YOUR INSTRUCTIONS -
How many lines in the records below hold the string "white"? Answer with the number alone.

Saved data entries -
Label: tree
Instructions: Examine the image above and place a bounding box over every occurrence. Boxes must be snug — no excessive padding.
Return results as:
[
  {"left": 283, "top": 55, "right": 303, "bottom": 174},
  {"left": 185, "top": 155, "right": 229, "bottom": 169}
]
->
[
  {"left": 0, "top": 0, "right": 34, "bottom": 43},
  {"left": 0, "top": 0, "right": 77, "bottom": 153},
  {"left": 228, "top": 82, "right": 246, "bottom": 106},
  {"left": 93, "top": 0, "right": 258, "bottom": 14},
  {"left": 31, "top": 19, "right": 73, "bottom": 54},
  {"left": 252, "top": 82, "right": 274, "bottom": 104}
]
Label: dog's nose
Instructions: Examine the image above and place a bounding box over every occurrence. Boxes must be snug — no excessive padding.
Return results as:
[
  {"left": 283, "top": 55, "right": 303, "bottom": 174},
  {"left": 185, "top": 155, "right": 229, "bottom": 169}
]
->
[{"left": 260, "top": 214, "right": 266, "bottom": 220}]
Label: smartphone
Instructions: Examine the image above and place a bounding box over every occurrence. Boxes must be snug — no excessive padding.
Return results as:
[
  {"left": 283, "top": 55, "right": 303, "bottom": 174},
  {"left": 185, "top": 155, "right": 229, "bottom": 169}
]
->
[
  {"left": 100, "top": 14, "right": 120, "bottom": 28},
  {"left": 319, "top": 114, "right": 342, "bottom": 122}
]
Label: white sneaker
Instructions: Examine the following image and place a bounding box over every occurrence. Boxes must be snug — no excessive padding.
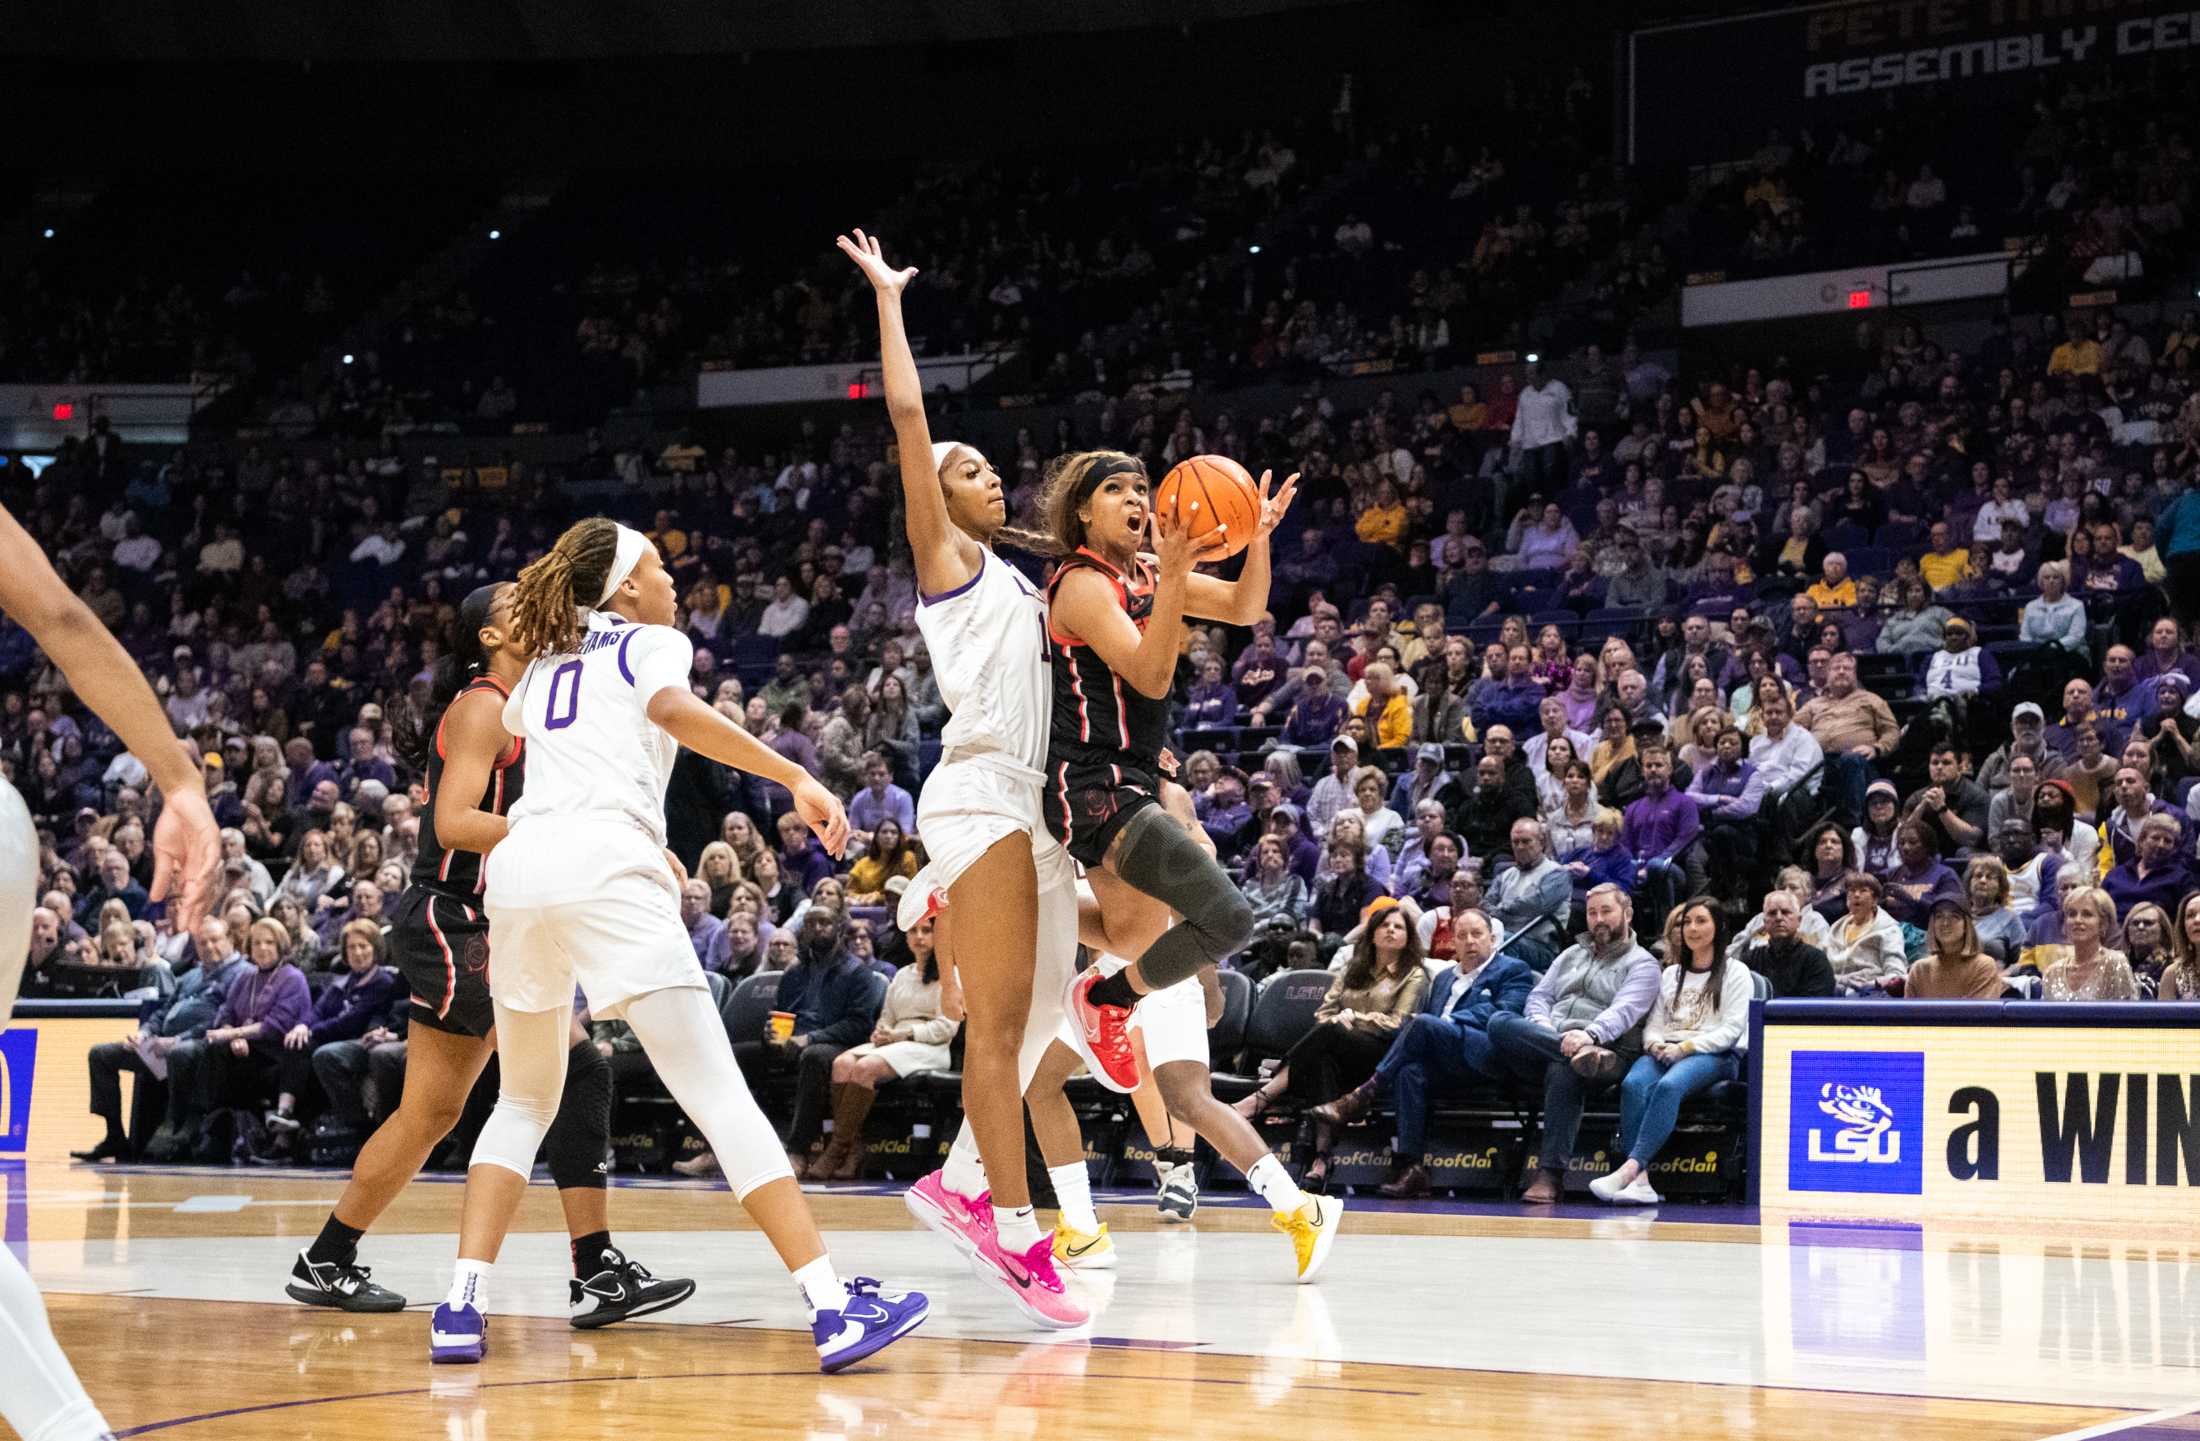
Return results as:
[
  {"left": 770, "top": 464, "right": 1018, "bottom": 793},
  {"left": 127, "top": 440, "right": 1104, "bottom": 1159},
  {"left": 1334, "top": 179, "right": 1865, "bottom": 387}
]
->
[
  {"left": 1588, "top": 1170, "right": 1630, "bottom": 1204},
  {"left": 1156, "top": 1163, "right": 1198, "bottom": 1222},
  {"left": 1617, "top": 1176, "right": 1662, "bottom": 1205}
]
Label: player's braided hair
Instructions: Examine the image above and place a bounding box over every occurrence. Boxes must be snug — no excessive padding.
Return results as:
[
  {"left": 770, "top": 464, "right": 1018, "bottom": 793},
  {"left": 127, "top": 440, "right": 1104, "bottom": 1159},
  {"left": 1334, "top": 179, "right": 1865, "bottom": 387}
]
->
[{"left": 509, "top": 517, "right": 619, "bottom": 658}]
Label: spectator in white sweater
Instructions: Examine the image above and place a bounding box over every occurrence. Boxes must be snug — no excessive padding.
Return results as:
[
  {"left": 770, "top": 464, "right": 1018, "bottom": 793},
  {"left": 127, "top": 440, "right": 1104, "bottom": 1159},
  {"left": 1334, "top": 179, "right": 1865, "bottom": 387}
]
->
[
  {"left": 2018, "top": 563, "right": 2089, "bottom": 650},
  {"left": 1823, "top": 870, "right": 1910, "bottom": 995},
  {"left": 803, "top": 916, "right": 960, "bottom": 1181},
  {"left": 1591, "top": 896, "right": 1754, "bottom": 1205}
]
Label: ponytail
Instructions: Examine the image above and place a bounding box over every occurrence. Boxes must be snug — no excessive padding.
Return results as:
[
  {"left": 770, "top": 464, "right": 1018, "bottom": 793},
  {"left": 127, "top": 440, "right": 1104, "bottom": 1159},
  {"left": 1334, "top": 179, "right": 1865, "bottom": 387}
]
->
[
  {"left": 508, "top": 518, "right": 619, "bottom": 659},
  {"left": 395, "top": 583, "right": 506, "bottom": 770}
]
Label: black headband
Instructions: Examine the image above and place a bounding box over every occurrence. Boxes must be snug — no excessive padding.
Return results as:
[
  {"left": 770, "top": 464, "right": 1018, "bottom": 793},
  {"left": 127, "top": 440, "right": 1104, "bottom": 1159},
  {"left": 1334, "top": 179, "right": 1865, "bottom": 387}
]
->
[{"left": 1073, "top": 456, "right": 1144, "bottom": 506}]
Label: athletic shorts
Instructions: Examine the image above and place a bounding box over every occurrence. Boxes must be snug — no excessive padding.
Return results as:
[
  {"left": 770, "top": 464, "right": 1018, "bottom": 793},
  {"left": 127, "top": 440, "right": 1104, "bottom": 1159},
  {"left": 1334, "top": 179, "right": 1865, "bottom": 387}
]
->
[
  {"left": 914, "top": 755, "right": 1062, "bottom": 894},
  {"left": 484, "top": 820, "right": 706, "bottom": 1020},
  {"left": 1042, "top": 760, "right": 1162, "bottom": 869},
  {"left": 391, "top": 886, "right": 496, "bottom": 1038},
  {"left": 1061, "top": 949, "right": 1208, "bottom": 1072}
]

ANSWER TO THE PROBLEM -
2